Please render the records as a Markdown table with the columns Row and Record line, skipping blank lines. Begin at the line that contains "of the pink" and continue through the last line of the records.

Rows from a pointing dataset
□ □ □ □ □

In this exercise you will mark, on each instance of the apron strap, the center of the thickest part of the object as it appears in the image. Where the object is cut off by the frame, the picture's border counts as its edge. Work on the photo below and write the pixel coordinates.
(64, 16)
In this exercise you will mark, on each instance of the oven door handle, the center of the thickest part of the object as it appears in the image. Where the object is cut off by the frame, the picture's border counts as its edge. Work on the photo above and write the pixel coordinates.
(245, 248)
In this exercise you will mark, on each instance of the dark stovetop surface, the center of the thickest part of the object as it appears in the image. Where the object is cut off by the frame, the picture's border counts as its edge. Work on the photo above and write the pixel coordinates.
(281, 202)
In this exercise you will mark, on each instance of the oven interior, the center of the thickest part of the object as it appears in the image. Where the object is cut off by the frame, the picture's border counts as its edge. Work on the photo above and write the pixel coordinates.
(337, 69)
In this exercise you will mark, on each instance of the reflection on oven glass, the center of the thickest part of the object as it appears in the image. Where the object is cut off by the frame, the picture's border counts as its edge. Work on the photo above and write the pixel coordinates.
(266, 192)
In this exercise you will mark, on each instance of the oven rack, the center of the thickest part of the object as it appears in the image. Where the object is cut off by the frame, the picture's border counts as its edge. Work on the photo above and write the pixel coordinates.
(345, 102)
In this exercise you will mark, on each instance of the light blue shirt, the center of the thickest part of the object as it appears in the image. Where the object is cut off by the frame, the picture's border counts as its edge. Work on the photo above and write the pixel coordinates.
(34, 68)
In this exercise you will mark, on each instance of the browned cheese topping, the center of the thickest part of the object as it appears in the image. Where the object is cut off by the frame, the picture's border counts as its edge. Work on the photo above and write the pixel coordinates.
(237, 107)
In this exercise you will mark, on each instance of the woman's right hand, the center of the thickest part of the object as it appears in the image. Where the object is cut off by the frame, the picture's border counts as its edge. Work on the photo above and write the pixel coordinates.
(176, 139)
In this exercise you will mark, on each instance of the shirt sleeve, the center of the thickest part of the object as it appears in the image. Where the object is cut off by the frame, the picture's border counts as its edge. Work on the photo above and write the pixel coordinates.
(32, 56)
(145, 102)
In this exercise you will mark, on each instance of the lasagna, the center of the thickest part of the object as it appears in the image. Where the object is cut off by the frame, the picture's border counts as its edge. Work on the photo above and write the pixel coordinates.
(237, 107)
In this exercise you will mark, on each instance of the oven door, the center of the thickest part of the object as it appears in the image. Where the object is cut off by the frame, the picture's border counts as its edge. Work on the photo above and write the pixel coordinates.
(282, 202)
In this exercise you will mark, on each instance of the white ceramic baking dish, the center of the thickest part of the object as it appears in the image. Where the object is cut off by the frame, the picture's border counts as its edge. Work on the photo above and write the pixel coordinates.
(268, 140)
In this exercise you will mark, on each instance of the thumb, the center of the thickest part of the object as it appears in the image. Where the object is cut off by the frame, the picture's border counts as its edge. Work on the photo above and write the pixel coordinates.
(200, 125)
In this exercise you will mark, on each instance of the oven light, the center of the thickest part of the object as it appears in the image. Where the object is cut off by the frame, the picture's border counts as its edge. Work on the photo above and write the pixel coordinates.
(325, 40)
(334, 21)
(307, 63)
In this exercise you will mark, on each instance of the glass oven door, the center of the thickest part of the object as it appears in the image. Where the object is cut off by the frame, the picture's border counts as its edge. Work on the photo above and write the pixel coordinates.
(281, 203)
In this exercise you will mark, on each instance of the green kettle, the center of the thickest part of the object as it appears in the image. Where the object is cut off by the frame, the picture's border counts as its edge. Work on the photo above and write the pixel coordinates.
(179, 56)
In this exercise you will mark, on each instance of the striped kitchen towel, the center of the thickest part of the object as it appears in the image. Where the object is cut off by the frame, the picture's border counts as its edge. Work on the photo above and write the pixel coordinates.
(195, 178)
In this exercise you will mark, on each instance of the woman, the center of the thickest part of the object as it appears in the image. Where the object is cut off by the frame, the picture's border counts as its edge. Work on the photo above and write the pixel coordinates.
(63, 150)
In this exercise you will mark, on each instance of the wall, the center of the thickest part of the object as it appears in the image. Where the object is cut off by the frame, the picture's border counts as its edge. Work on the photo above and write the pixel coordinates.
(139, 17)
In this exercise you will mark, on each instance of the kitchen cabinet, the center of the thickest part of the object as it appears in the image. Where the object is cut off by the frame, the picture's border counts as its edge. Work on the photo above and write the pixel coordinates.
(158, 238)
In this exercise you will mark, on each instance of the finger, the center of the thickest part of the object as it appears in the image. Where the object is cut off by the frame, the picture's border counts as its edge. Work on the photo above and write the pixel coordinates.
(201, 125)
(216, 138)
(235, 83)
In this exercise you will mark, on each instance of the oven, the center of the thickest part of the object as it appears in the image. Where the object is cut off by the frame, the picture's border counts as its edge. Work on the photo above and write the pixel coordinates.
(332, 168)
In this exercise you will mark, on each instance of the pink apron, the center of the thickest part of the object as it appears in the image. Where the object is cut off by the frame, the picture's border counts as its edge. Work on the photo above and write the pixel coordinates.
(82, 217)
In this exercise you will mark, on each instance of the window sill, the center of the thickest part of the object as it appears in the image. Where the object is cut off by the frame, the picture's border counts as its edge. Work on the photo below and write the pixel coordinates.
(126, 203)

□ □ □ □ □

REPLY TO THE EXERCISE ->
| Row | Record line |
|---|---|
| 1 | In this exercise you will mark, on each instance of the pink apron, the center of the thickest part of the object as it appears in the image. Where the object is cut off by the frame, the picture's border counts as its edge. Work on the photo above and write the pixel coordinates. |
| 2 | (82, 217) |
| 3 | In this exercise you will mark, on each instance of the window sill, the center of the thickest part of the object as it appears in the image. Where the object is cut off by the frame, the picture's border counts as its edge. Work on the photo below and write the pixel coordinates. |
| 4 | (126, 203) |